The Nanyang University Memorial is a memorial donated by Koh Tiang Thai and revealed by Sir William Goode and Tan Lark Sye, on 30 March 1958. It is located at the center of Yunnan Garden in Nanyang University.

==Background==

Nanyang University was Southeast Asia’s first ever Chinese language university and Singapore’s second ever university, a turning point for the region.

Ng Keng Siang was a prolific architect who built most of the structures relating to the University, including the Monument.

==Design==
The memorial is designed in Chinese National style. It is capped with a double-tiered Chinese roof, siting on an octagonal base with steps from the four directions.

==History==
It was donated by Koh Tiang Thai, was built in 1956 by Ng Keng Siang and revealed on 30 March 1958 to signal the end of the first construction period of former Nanyang University in 1955. It also serves to honor the donors that funded the university building, who primarily were common people.

■ LISTED RECORDS
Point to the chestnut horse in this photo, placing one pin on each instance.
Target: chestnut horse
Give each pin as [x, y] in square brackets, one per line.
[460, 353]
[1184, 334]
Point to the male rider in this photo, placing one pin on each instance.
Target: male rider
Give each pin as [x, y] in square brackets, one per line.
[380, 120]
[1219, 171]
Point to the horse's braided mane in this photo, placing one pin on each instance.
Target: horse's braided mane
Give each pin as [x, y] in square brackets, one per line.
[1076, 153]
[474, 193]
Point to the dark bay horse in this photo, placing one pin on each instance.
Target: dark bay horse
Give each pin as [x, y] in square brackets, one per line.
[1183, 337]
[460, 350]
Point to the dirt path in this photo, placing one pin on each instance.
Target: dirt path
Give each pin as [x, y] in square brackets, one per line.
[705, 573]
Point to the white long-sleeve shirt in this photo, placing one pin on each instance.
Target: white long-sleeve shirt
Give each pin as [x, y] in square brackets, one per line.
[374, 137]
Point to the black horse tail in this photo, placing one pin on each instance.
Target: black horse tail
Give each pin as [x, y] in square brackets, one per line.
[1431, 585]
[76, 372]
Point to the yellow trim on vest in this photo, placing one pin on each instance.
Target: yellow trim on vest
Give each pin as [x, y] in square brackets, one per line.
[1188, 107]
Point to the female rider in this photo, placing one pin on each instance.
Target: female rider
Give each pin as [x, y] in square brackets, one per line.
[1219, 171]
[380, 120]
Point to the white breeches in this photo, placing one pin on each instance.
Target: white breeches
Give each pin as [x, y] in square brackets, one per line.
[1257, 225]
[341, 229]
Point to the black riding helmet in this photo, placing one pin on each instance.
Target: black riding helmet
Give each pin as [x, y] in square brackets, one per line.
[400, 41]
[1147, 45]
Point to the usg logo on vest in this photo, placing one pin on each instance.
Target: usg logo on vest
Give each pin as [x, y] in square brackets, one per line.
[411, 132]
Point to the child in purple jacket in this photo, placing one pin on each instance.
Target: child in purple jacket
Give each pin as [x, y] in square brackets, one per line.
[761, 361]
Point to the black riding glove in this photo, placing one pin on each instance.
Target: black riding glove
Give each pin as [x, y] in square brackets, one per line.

■ WHAT TO WORK ON
1: For each statement below, say whether it agrees with the text about the Nanyang University Memorial. Answer yes or no, and quote the deciding words of the text. (a) The memorial was revealed on 30 March 1958. (b) Nanyang University was Singapore's first university. (c) The memorial has a single-tiered roof.
2: Translate this sentence from the text about the Nanyang University Memorial into Spanish: "The memorial is designed in Chinese National style."
3: Carry on the text about the Nanyang University Memorial from where it stops.
The lines above are separate material, apart from the text about the Nanyang University Memorial.

■ ANSWERS PROVIDED
1:
(a) Yes: "revealed by Sir William Goode and Tan Lark Sye, on 30 March 1958"
(b) No: "Singapore’s second ever university"
(c) No: "capped with a double-tiered Chinese roof"

2: El monumento está diseñado en estilo nacional chino.

3:
Unveiled by then governor of Singapore, William Goode and Singaporean businessman Tan Lark Sye in a ceremony with more than 100 guests and 50.000 onlookers. It was gazetted as a single national monument along with the University Library and Administration Building and the nearby Gateway Arch in 1998.

It was restored as part of the Yunnan Garden Rejuvenation Project by STX Landscape, a restoring company, in 2021.

==In popular culture==
The National Heritage Board of Singapore tasked the Finbarr Fallon Creative Office, a photographic studio, with documenting the Monument and Yunnan Garden as a whole.

The National Library Board of Singapore's archives contain various photographs from diverse timeframes and architectural blueprints of the monument.